*PASSAGE PROVIDED:*
Deep and Standardized Single-Cell Annotations with CITE-seq
Cell type annotation in single-cell analysis is a common problem required for biological interpretation and downstream statistical analyses. While much progress has been made in this area, current state-of-the-art techniques still suffer from major limitations including lack of ground truth, reliance on limited reference datasets, and lack of standard annotations. As such, there is still no preferred approach, and current best practice relies on a combination of methods, most often followed by manual annotation/curation. This introduces bias, since these strategies will tend to focus on cell subpopulations deemed important a priori by the investigator. Non-standard labels also make it difficult to compare results and integrate datasets across studies. With CITE-seq (and related technologies), protein expression of cells can be directly measured in addition to RNA expression (and possibly other modality, e.g. epigenetic), facilitating robust and deep cell type annotation. Despite their great potential, protein expression data are often analyzed using tools developed for single-cell RNA-seq even though the characteristics of the data are substantially different.
This project will develop tools specifically tailored to protein data, including normalization and annotation, and leverage public databases to create a corpus of well-annotated single-cell data with deep and standardized annotations. The team will then use these annotated data to develop a pre-trained machine learning model that can be applied to scRNAseq data for predicting derived annotations even in the absence of protein measurements, facilitating biological interpretation and cross-study comparisons of any given dataset at great depth with standardized labels.

*WHAT TO WORK ON:* From the passage on CITE-seq cell annotation, reproduce word for word the part that opens with the words "This project will" and closes with "with standardized labels.".

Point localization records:
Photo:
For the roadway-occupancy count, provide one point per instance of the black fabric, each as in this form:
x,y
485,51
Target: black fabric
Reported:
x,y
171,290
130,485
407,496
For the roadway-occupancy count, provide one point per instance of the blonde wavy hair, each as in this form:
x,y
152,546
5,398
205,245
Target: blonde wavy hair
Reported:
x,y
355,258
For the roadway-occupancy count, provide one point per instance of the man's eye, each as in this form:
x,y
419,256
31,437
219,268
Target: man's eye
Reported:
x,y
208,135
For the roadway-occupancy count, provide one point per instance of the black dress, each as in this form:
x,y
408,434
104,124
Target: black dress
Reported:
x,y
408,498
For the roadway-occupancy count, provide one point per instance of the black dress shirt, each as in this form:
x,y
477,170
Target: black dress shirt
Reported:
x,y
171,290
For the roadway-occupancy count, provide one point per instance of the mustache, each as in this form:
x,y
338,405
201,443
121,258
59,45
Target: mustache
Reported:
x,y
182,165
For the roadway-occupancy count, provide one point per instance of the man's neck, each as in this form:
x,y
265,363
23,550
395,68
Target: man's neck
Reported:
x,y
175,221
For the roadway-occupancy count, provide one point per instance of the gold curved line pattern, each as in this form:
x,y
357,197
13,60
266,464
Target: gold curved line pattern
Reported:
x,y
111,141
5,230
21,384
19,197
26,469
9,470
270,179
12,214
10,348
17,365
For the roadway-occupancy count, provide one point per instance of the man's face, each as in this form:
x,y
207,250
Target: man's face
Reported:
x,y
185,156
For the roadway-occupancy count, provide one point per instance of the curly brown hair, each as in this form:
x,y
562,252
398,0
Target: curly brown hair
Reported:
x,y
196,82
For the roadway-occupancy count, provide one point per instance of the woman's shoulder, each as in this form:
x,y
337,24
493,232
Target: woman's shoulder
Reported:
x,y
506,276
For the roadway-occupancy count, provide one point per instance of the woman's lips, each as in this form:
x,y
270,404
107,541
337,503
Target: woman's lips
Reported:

*EXERCISE OUTPUT:*
This project will develop tools specifically tailored to protein data, including normalization and annotation, and leverage public databases to create a corpus of well-annotated single-cell data with deep and standardized annotations. The team will then use these annotated data to develop a pre-trained machine learning model that can be applied to scRNAseq data for predicting derived annotations even in the absence of protein measurements, facilitating biological interpretation and cross-study comparisons of any given dataset at great depth with standardized labels.